• [Problem statement]:
In the material below, reproduce verbatim the lines from the one containing "negative clicks: (471, 234) (472, 233)" through the one containing "positive clicks: (160, 160)", both included, and output nothing else. Leave the pictures out of your copy.

• [Data records]:
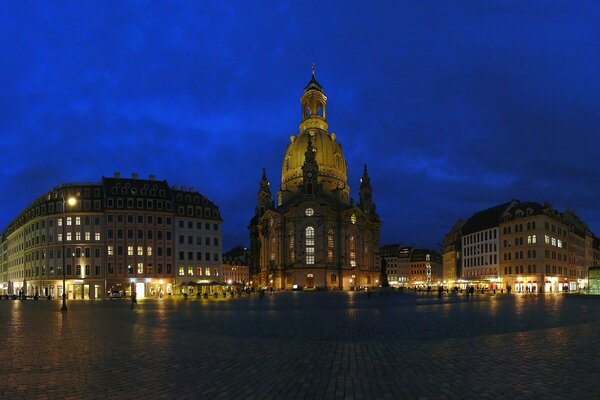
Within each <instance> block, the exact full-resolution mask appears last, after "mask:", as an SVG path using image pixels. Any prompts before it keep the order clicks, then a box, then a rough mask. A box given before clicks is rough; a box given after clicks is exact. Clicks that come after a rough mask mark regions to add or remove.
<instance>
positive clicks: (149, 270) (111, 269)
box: [107, 263, 172, 275]
mask: <svg viewBox="0 0 600 400" xmlns="http://www.w3.org/2000/svg"><path fill="white" fill-rule="evenodd" d="M140 264H141V265H140ZM140 264H138V269H137V270H138V271H140V270H141V271H142V272H138V273H143V270H144V265H143V264H142V263H140ZM140 268H141V269H140ZM107 269H108V274H109V275H114V274H115V272H116V273H117V275H122V274H123V264H121V263H119V264H117V268H116V269H115V266H114V265H113V264H112V263H108V265H107ZM171 270H172V268H171V264H166V274H167V275H170V274H171ZM133 271H134V269H133V266H132V265H131V264H129V265H127V273H128V274H133ZM146 274H147V275H154V265H153V264H147V265H146ZM156 274H157V275H162V274H163V265H162V264H160V263H159V264H156Z"/></svg>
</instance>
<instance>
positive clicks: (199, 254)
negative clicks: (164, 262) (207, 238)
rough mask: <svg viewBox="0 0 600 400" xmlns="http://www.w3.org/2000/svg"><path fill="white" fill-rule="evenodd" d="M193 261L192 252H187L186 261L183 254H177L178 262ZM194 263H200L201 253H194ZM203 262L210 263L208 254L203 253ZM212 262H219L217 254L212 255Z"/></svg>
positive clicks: (201, 260) (193, 253)
mask: <svg viewBox="0 0 600 400" xmlns="http://www.w3.org/2000/svg"><path fill="white" fill-rule="evenodd" d="M185 260H187V261H194V252H193V251H188V252H187V259H186V258H185V252H183V251H180V252H179V261H185ZM196 261H202V253H201V252H199V251H197V252H196ZM204 261H210V253H204ZM213 261H219V253H213Z"/></svg>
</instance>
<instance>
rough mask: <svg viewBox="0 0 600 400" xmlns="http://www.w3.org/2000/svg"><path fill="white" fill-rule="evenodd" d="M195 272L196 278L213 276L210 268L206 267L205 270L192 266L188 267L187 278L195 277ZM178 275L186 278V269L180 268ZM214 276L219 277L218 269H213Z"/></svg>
mask: <svg viewBox="0 0 600 400" xmlns="http://www.w3.org/2000/svg"><path fill="white" fill-rule="evenodd" d="M194 272H195V276H211V269H210V267H204V269H203V268H202V267H191V266H189V267H187V276H194ZM202 272H204V273H202ZM178 275H179V276H186V267H179V271H178ZM212 276H219V269H218V268H213V269H212Z"/></svg>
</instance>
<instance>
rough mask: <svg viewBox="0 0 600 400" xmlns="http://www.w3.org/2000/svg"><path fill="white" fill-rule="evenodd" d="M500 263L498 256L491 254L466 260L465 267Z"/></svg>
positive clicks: (496, 254) (470, 266) (471, 266)
mask: <svg viewBox="0 0 600 400" xmlns="http://www.w3.org/2000/svg"><path fill="white" fill-rule="evenodd" d="M496 263H498V255H497V254H489V255H487V256H477V257H472V258H465V267H468V268H471V267H481V266H484V265H489V264H496Z"/></svg>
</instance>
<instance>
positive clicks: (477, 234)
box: [464, 229, 497, 244]
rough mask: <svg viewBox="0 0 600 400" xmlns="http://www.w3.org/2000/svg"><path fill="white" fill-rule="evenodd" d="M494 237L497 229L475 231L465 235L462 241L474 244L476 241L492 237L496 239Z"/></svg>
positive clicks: (467, 243)
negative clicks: (471, 234) (472, 233)
mask: <svg viewBox="0 0 600 400" xmlns="http://www.w3.org/2000/svg"><path fill="white" fill-rule="evenodd" d="M496 237H497V231H496V230H495V229H491V230H487V231H483V232H477V233H474V234H472V235H467V236H465V238H464V240H465V242H464V243H465V244H474V243H477V242H482V241H484V240H493V239H496Z"/></svg>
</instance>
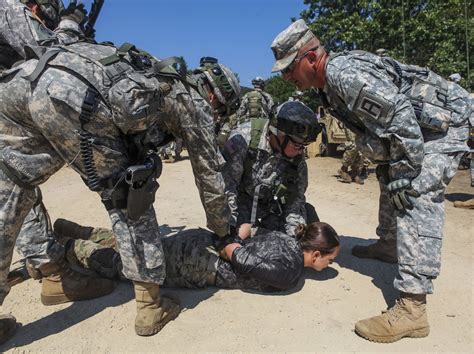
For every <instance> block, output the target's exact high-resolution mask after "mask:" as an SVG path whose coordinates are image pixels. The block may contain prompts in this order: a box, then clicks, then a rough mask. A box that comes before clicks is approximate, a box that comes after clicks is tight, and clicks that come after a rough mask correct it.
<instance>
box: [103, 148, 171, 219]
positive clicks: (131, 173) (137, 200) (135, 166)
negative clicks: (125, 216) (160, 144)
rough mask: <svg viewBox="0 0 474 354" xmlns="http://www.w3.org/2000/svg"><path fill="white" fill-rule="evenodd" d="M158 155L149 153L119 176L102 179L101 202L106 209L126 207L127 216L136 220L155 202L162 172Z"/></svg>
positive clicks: (160, 160) (125, 208) (123, 207)
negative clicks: (101, 202)
mask: <svg viewBox="0 0 474 354" xmlns="http://www.w3.org/2000/svg"><path fill="white" fill-rule="evenodd" d="M162 169H163V165H162V162H161V159H160V157H159V156H158V155H157V154H155V153H151V154H148V156H147V157H146V158H145V161H144V163H143V164H141V165H133V166H130V167H128V168H127V169H126V171H125V173H122V174H120V176H119V177H118V178H117V177H112V178H109V179H106V180H102V182H101V184H100V186H101V188H103V191H102V193H101V198H102V203H103V204H104V206H105V208H106V209H107V210H111V209H127V212H128V218H129V219H131V220H138V219H139V218H140V217H141V216H142V215H143V214H145V212H146V211H147V210H148V209H149V208H150V207H151V205H153V203H154V202H155V194H156V191H157V190H158V188H159V186H160V185H159V184H158V182H157V181H156V180H157V179H158V178H159V177H160V175H161V172H162Z"/></svg>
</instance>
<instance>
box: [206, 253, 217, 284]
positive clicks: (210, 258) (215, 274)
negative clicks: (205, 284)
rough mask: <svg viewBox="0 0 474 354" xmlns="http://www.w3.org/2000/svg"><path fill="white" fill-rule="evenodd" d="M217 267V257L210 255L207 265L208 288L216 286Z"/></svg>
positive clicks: (216, 276)
mask: <svg viewBox="0 0 474 354" xmlns="http://www.w3.org/2000/svg"><path fill="white" fill-rule="evenodd" d="M218 266H219V256H218V255H216V254H214V253H211V255H210V257H209V262H208V263H207V269H206V272H207V275H206V284H207V285H210V286H214V285H216V277H217V267H218Z"/></svg>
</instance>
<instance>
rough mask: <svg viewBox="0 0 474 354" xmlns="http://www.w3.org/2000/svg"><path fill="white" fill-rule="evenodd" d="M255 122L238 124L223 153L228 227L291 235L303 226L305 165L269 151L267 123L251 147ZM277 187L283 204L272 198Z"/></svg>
mask: <svg viewBox="0 0 474 354" xmlns="http://www.w3.org/2000/svg"><path fill="white" fill-rule="evenodd" d="M259 121H262V120H258V119H254V120H252V121H250V122H246V123H243V124H240V125H239V126H238V127H237V128H236V129H235V130H233V131H232V133H231V135H230V138H229V140H228V141H227V143H226V145H225V147H224V150H223V155H224V158H225V159H226V164H225V165H224V168H223V171H222V174H223V176H224V180H225V184H226V194H227V198H228V201H229V205H230V209H231V213H232V218H231V219H232V223H233V224H235V225H236V226H240V225H241V224H243V223H251V224H253V225H254V226H259V227H263V228H265V229H268V230H278V231H281V232H284V233H286V234H288V235H294V231H295V227H296V226H297V225H298V224H304V223H306V206H305V205H306V199H305V196H304V193H305V192H306V188H307V186H308V170H307V166H306V162H305V161H304V158H303V157H302V156H298V157H296V158H294V159H292V160H289V159H287V158H285V157H283V156H282V155H281V154H280V153H276V152H274V151H273V149H272V148H271V147H270V144H269V141H268V139H267V137H268V129H269V121H268V120H265V121H264V122H263V123H264V124H262V127H261V135H260V136H259V140H258V141H255V139H257V138H255V137H254V138H253V139H254V140H253V141H255V144H256V145H257V146H256V148H254V147H251V144H253V142H252V135H253V134H255V129H260V128H256V127H255V124H257V122H259ZM252 131H253V132H252ZM279 184H281V187H283V186H286V188H287V191H288V193H287V195H286V196H284V198H283V199H284V202H283V203H282V202H281V201H282V198H274V196H275V193H276V190H277V189H278V185H279Z"/></svg>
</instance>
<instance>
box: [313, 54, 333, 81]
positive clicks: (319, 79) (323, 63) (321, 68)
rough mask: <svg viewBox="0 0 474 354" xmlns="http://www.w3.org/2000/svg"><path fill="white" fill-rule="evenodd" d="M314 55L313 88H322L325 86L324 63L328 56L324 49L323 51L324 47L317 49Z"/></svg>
mask: <svg viewBox="0 0 474 354" xmlns="http://www.w3.org/2000/svg"><path fill="white" fill-rule="evenodd" d="M316 54H317V58H316V60H317V62H316V77H315V82H316V84H315V86H314V87H316V88H323V87H324V85H325V84H326V63H327V61H328V58H329V55H328V53H327V52H326V49H324V47H319V48H318V50H317V51H316Z"/></svg>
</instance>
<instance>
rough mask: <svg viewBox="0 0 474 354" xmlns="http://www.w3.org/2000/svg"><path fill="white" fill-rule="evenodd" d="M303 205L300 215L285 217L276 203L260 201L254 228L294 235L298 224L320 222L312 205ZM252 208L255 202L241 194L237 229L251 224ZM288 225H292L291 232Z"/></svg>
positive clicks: (240, 196)
mask: <svg viewBox="0 0 474 354" xmlns="http://www.w3.org/2000/svg"><path fill="white" fill-rule="evenodd" d="M302 205H303V208H302V209H304V210H300V211H299V213H289V214H288V215H286V216H285V215H283V213H282V212H281V211H279V210H278V208H277V205H276V203H271V204H265V203H264V202H262V201H259V203H258V205H257V212H256V221H255V223H254V226H256V227H259V228H264V229H266V230H269V231H281V232H284V233H286V234H289V235H293V234H294V228H296V226H297V225H298V224H310V223H312V222H315V221H319V216H318V214H317V212H316V209H315V208H314V206H313V205H311V204H310V203H304V204H302ZM252 208H253V200H252V199H251V198H250V197H249V196H248V195H244V194H240V195H239V199H238V207H237V209H238V215H237V225H236V226H237V227H239V226H240V225H242V224H246V223H251V220H252ZM288 225H292V227H291V230H290V229H289V226H288Z"/></svg>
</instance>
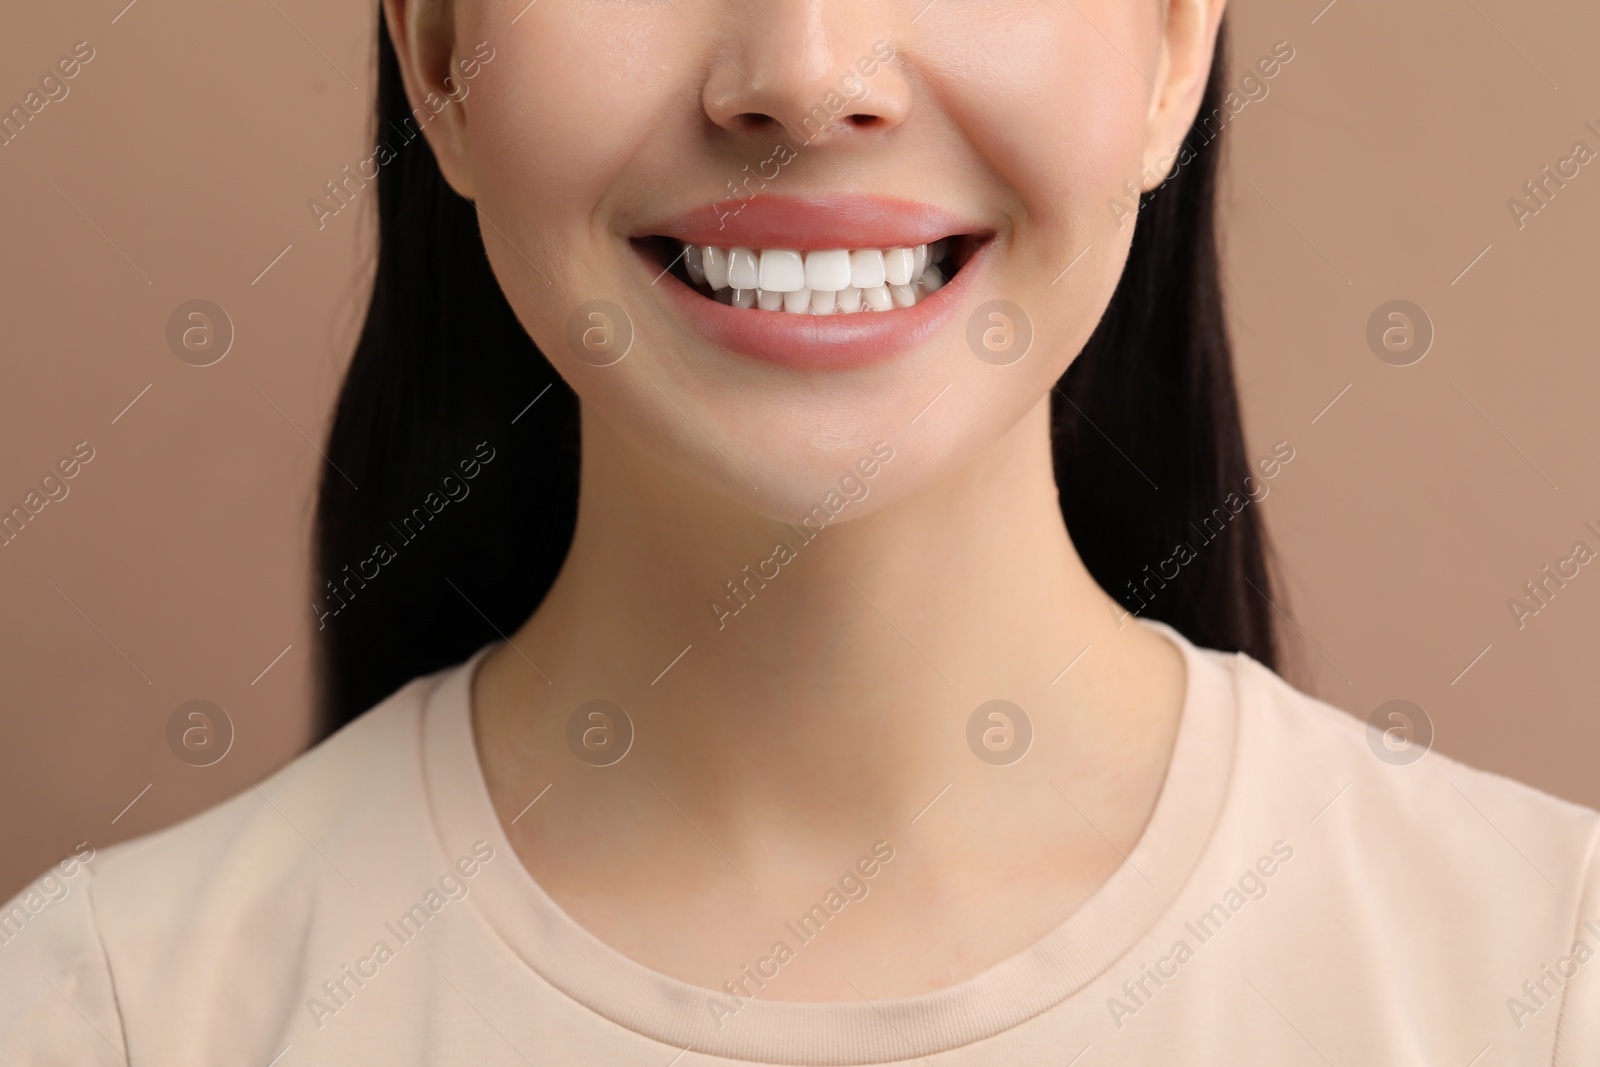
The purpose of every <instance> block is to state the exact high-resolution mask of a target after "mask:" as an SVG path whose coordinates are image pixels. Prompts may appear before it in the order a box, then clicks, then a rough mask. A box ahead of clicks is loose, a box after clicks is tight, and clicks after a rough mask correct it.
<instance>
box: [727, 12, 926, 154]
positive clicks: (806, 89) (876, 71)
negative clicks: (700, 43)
mask: <svg viewBox="0 0 1600 1067" xmlns="http://www.w3.org/2000/svg"><path fill="white" fill-rule="evenodd" d="M878 6H880V5H874V3H864V2H862V0H726V2H725V3H722V5H717V10H718V11H722V13H723V14H725V18H726V19H728V22H726V26H728V27H730V32H728V34H726V35H723V38H722V42H720V43H718V46H717V50H715V53H714V67H712V72H710V77H709V78H707V80H706V88H704V90H702V104H704V109H706V114H707V115H709V117H710V120H712V122H714V123H715V125H717V126H720V128H723V130H726V131H730V133H733V134H739V136H742V138H752V136H771V134H774V133H786V134H787V138H789V141H790V144H794V146H795V147H802V144H806V146H819V144H824V142H827V144H850V142H856V141H859V139H861V138H862V136H864V134H875V133H885V131H888V130H893V128H894V126H898V125H901V123H902V122H906V117H907V115H909V114H910V82H909V78H907V77H906V74H904V70H902V59H901V58H899V56H898V53H896V48H894V43H893V34H891V32H890V26H891V24H890V22H886V21H880V19H875V18H874V16H872V10H874V8H878ZM707 29H709V27H707Z"/></svg>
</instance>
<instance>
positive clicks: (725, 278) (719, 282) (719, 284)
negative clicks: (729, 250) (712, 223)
mask: <svg viewBox="0 0 1600 1067" xmlns="http://www.w3.org/2000/svg"><path fill="white" fill-rule="evenodd" d="M701 267H702V269H704V270H706V285H709V286H710V288H714V290H726V288H728V253H726V250H722V248H714V246H710V245H702V246H701Z"/></svg>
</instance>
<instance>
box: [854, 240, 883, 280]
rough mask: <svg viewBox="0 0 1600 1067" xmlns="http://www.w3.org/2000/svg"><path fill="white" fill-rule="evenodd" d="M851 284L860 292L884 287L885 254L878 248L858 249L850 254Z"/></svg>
mask: <svg viewBox="0 0 1600 1067" xmlns="http://www.w3.org/2000/svg"><path fill="white" fill-rule="evenodd" d="M850 283H851V285H853V286H856V288H858V290H870V288H872V286H875V285H883V253H880V251H878V250H877V248H858V250H856V251H853V253H850Z"/></svg>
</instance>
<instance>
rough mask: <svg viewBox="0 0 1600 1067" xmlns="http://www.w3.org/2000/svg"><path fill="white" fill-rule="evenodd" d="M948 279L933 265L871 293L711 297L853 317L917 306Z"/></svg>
mask: <svg viewBox="0 0 1600 1067" xmlns="http://www.w3.org/2000/svg"><path fill="white" fill-rule="evenodd" d="M946 280H947V278H946V277H944V274H941V272H939V269H938V267H934V266H931V264H930V266H928V269H926V270H923V274H922V277H920V278H917V280H915V282H912V283H910V285H877V286H872V288H869V290H856V288H848V290H838V291H835V293H826V291H822V290H797V291H792V293H770V291H766V290H733V288H723V290H715V291H714V293H712V298H714V299H715V301H717V302H718V304H728V306H731V307H755V309H760V310H768V312H787V314H790V315H850V314H856V312H886V310H894V309H898V307H914V306H915V304H918V302H922V301H923V299H925V298H928V296H931V294H933V293H938V291H939V290H941V288H944V283H946ZM699 288H704V286H699Z"/></svg>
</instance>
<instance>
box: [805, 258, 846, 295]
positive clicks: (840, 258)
mask: <svg viewBox="0 0 1600 1067" xmlns="http://www.w3.org/2000/svg"><path fill="white" fill-rule="evenodd" d="M805 283H806V286H810V288H813V290H829V291H832V293H837V291H838V290H842V288H845V286H846V285H850V253H848V251H846V250H843V248H834V250H830V251H808V253H806V254H805Z"/></svg>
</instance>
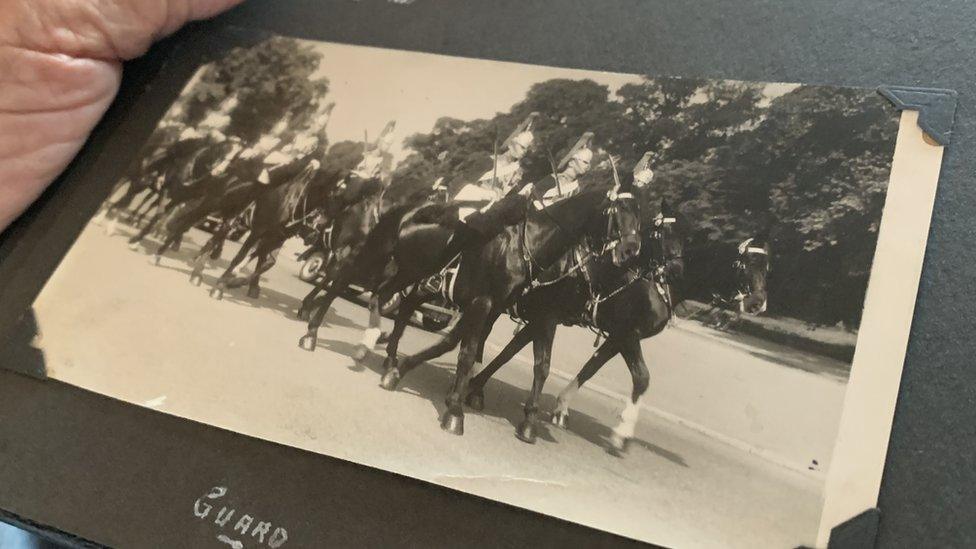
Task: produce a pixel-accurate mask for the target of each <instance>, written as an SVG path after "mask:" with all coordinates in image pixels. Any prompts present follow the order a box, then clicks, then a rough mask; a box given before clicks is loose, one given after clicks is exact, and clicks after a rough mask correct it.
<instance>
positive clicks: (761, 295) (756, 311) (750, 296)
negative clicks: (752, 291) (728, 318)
mask: <svg viewBox="0 0 976 549" xmlns="http://www.w3.org/2000/svg"><path fill="white" fill-rule="evenodd" d="M767 301H768V297H767V295H766V292H765V291H758V292H751V293H749V294H748V295H746V296H745V297H743V298H742V301H740V302H739V310H740V311H742V312H744V313H746V314H748V315H761V314H763V313H765V312H766V306H767V304H768V303H767Z"/></svg>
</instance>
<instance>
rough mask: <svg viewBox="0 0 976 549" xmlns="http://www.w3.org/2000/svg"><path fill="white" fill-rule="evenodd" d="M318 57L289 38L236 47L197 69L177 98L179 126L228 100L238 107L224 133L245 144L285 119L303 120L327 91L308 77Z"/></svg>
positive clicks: (196, 119)
mask: <svg viewBox="0 0 976 549" xmlns="http://www.w3.org/2000/svg"><path fill="white" fill-rule="evenodd" d="M320 59H321V58H320V55H319V54H318V53H316V52H315V50H314V49H312V48H311V47H310V46H308V45H305V44H302V43H301V42H299V41H297V40H294V39H291V38H283V37H275V38H270V39H268V40H265V41H263V42H260V43H258V44H256V45H254V46H250V47H246V48H234V49H232V50H230V51H229V52H227V53H226V54H225V55H224V56H222V57H221V58H220V59H218V60H216V61H213V62H211V63H209V64H207V65H205V66H203V67H202V68H201V69H200V71H201V72H200V73H199V74H198V75H197V76H196V77H195V79H194V80H195V81H194V82H193V84H192V86H191V87H190V88H189V89H188V90H187V91H186V92H185V94H184V95H183V96H182V97H181V98H180V102H179V107H178V108H179V110H180V111H181V114H182V116H181V118H182V120H181V122H182V123H183V124H185V125H187V126H190V127H194V126H196V125H197V124H199V123H200V122H201V121H202V120H203V119H204V118H205V117H206V116H207V115H208V114H210V113H211V112H213V111H214V110H216V109H217V108H218V107H219V105H220V104H221V103H222V102H223V101H224V100H225V99H227V98H229V97H231V96H236V98H237V105H236V107H234V109H233V110H232V111H231V113H230V122H229V124H228V127H227V133H228V134H229V135H233V136H236V137H239V138H240V139H242V140H244V141H245V142H253V141H256V140H257V139H258V138H259V137H260V136H261V135H262V134H264V133H266V132H268V130H270V129H271V128H272V127H273V126H274V125H275V124H276V123H277V122H278V121H279V120H281V119H283V118H285V117H286V116H290V117H292V118H293V119H294V120H296V121H301V120H302V116H303V115H304V114H306V113H314V112H316V111H317V110H318V109H319V108H321V106H322V102H324V101H325V97H326V94H327V93H328V91H329V83H328V80H327V79H325V78H319V79H314V80H313V79H312V78H311V77H312V74H313V73H314V72H315V70H316V69H317V68H318V65H319V61H320ZM294 125H300V124H297V123H296V124H294Z"/></svg>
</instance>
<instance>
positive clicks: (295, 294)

• [Response]:
negative clicks: (471, 234) (472, 233)
mask: <svg viewBox="0 0 600 400" xmlns="http://www.w3.org/2000/svg"><path fill="white" fill-rule="evenodd" d="M496 237H497V231H496V230H495V229H491V230H487V231H483V232H477V233H474V234H472V235H467V236H465V238H464V240H465V242H464V243H465V244H474V243H477V242H482V241H484V240H493V239H496Z"/></svg>
</instance>
For every <instance> block, output the target's exact high-resolution mask after "mask:" as an SVG path whose coordinates are image pixels. The block may contain prompts in this order: a box, then clicks, then a rough mask. A box that comes before clicks is approximate, a box that comes after clicks is tight, and clicks that come after a rough mask correct it.
<instance>
box: [103, 148, 171, 219]
positive clicks: (131, 173) (137, 200) (135, 166)
negative clicks: (125, 216) (160, 144)
rough mask: <svg viewBox="0 0 474 354" xmlns="http://www.w3.org/2000/svg"><path fill="white" fill-rule="evenodd" d="M158 155L149 153L119 176L102 179L101 202L106 209L126 207L127 216L136 220L155 202L162 172Z"/></svg>
positive clicks: (160, 160) (125, 208) (123, 207)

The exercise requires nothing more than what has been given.